=== Exercise passage ===
The long answer is that the Mirai is a type of electric vehicle. But instead of plugging into the wall to charge a battery, it converts compressed hydrogen to electricity in a device called a fuel cell. Its emissions are water and clean air (because the cells require exceptionally pure oxygen, the cars scrub pollutants from the atmosphere). And unlike battery-powered cars, hydrogen vehicles can be refuelled about as quickly as a petrol car and have a similar range.
Can you buy hydrogen-powered cars in Australia?
While it sounds a bit like science fiction, the technology is very much here and now. The hydrogen-powered Hyundai Nexo SUV hits the Australian market this year, with the ACT government ordering 20 as part of its zero-emissions fleet strategy. Toyota maintains a small fleet of Mirais as demonstrators and will open Victoria’s first commercial-grade refuelling centre at its old Altona plant next year.
It doesn’t mean, however, that we’re likely to be running on hydrogen soon. Most experts agree that as electric cars take off, battery plug-ins will likely be the first choice for the average motorist. They are cheaper, widely available and can be charged almost anywhere there’s a power point. By contrast, there are currently two hydrogen refuelling stations in Australia.
“So while it’s not yet a practical solution,” Claire says, “we see hydrogen vehicles as playing an important complementary role to battery electrics. Hydrogen is very light, and its range and ease of refuelling makes it particularly suitable for heavy transport, where payload is important. For instance, an electric bus can require five tonnes of batteries, so you’re pulling around batteries instead of people.
“Everything that’s petrol today will be battery in future, everything that’s diesel will be fuel cell...We’ve got a long way before we transition, but cars of the future won’t have internal combustion engines.
What about hydrogen-powered trucks and heavy fleet vehicles?

=== Problem A ===
Do these statements agree with the article on hydrogen cars? For each, answer yes or no and quote the words from the article that decide it.
(i) The Mirai is charged by plugging it into the wall.
(ii) The ACT government has ordered 20 Hyundai Nexo SUVs.
(iii) Australia currently has two hydrogen refuelling stations.
=== Problem B ===
Answer these questions from the article on hydrogen cars:
(i) What are the Mirai's emissions?
(ii) Where will Toyota open Victoria's first commercial-grade refuelling centre?
(iii) How many tonnes of batteries can an electric bus require, according to Claire?
=== Problem C ===
Can you extend the article on hydrogen cars beyond its final question?

=== Source data ===

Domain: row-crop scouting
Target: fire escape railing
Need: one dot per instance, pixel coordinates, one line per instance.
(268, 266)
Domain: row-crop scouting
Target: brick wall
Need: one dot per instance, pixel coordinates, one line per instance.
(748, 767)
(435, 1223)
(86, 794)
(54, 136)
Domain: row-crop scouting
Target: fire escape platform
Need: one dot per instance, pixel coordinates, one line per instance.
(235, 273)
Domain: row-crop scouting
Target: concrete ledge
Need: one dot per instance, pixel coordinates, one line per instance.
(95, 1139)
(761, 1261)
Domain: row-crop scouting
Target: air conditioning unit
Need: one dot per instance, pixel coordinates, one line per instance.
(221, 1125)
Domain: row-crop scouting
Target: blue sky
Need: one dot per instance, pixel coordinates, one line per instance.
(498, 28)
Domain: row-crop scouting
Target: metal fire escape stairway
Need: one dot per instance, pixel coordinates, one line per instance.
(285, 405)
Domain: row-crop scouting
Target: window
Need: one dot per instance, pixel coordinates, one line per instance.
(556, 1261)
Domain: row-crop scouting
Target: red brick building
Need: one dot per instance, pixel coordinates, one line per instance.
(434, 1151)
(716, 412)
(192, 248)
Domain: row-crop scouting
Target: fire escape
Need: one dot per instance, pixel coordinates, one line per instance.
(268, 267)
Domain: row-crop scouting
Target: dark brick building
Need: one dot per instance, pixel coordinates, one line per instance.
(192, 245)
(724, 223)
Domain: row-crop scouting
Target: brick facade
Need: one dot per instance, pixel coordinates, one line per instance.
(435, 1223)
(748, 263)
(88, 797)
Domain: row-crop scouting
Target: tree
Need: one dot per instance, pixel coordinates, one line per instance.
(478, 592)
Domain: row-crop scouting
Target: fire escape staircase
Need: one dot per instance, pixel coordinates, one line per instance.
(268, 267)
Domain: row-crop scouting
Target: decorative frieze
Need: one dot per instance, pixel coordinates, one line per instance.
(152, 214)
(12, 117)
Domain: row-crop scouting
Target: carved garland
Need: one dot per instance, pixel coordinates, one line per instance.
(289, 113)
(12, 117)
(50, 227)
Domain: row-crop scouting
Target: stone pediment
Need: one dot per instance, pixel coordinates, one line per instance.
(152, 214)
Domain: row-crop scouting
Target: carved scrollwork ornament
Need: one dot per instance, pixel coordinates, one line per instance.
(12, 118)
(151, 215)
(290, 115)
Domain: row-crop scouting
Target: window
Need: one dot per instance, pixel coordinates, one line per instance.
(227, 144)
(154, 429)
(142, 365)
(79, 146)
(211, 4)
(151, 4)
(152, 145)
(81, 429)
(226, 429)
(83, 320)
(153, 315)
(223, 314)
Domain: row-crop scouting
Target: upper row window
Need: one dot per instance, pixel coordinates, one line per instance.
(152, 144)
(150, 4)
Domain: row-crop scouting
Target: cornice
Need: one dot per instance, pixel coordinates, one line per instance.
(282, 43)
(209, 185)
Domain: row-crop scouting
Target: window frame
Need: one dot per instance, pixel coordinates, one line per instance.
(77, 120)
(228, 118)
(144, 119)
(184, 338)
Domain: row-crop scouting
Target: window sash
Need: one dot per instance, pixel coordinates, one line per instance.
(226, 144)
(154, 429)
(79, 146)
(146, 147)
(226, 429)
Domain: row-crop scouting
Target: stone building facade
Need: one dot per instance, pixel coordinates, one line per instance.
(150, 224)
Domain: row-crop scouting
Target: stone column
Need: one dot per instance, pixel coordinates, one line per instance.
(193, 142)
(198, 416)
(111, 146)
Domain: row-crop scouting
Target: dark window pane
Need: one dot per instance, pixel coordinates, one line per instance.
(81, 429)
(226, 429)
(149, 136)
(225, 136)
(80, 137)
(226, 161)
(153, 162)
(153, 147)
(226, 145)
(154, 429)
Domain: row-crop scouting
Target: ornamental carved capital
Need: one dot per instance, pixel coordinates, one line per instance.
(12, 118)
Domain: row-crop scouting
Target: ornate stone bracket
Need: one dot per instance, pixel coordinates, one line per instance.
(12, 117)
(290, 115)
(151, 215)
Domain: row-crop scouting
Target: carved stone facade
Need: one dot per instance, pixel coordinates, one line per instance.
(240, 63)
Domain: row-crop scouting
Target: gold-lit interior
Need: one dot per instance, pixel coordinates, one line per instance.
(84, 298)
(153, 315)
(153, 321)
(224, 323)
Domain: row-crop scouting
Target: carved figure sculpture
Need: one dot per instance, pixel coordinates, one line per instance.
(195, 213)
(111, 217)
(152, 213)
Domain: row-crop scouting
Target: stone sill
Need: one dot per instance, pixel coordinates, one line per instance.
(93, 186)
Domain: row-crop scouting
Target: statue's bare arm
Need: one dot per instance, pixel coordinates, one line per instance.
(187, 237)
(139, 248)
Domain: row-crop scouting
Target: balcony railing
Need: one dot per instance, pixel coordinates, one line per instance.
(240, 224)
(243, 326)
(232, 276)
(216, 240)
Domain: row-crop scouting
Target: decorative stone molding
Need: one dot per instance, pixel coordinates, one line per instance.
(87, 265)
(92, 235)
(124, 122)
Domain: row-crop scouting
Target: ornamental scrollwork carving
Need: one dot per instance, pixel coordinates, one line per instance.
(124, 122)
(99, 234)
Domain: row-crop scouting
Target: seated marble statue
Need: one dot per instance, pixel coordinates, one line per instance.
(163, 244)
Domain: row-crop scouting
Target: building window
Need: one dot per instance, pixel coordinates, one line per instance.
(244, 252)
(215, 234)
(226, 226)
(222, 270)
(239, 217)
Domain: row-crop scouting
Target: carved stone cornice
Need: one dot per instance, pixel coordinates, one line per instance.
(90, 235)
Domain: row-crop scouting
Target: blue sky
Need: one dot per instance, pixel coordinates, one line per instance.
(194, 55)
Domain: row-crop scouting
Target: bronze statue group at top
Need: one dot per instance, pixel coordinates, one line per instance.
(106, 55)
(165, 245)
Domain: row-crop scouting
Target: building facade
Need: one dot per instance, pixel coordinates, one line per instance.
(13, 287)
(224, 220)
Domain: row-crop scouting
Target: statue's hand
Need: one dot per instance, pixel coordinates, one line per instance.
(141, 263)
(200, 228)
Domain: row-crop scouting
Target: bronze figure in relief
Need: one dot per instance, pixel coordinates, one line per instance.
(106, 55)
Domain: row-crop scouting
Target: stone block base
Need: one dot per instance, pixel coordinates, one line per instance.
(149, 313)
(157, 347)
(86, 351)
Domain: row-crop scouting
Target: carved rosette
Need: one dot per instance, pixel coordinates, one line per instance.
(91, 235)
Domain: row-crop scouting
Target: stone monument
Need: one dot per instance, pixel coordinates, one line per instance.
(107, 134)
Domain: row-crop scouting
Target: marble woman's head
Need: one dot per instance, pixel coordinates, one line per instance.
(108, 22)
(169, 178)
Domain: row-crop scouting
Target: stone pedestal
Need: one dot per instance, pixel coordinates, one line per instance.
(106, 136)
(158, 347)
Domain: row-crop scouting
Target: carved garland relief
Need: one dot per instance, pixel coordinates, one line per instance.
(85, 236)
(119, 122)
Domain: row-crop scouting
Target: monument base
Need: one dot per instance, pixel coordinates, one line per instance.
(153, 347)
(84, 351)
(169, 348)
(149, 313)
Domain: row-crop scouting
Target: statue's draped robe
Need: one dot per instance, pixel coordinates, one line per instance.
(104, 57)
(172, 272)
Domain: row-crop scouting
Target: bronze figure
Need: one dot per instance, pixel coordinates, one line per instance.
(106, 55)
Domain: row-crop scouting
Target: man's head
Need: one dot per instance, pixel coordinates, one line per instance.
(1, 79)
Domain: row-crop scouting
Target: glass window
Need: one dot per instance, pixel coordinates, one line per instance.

=== Response box A ===
(i) No: "instead of plugging into the wall to charge a battery, it converts compressed hydrogen to electricity in a device called a fuel cell"
(ii) Yes: "with the ACT government ordering 20 as part of its zero-emissions fleet strategy"
(iii) Yes: "there are currently two hydrogen refuelling stations in Australia"

=== Response box B ===
(i) Water and clean air.
(ii) At its old Altona plant.
(iii) Five tonnes.

=== Response box C ===
There are already signs of a heavy-vehicle hydrogen revolution. US brewing giant Anheuser-Busch recently reserved 800 hydrogen trucks from start-up manufacturer Nikola, while Hyundai has forged a partnership to sell 1000 into Switzerland. South Korea, meanwhile, hopes to have 1000 hydrogen buses on the road by 2023.
Many believe fleet operations and hydrogen power are a natural fit. Electric vehicles are generally cheaper to run, offering a commercial advantage, and the refuelling problem can be solved by generating hydrogen at the depot via electrolysis (basically, using electricity to split water into hydrogen and oxygen). Infrastructure Victoria executive director Jonathan Spear is one who sees it as a possible pathway.
“If you have a big roof and can capture a lot of water and sun you can generate your own hydrogen,” he says. “So a fleet of buses and trucks might be viable even in the absence of a broader hydrogen economy.”
Hydrogen trucks could also solve many of the health and noise problems associated with diesel. “In industrial areas where vehicle noise has been a challenge, removing that could be very important to retaining the licence to operate,” Jonathan says. “And there’s millions of dollars of potential avoided harm from removing internal combustion emissions.”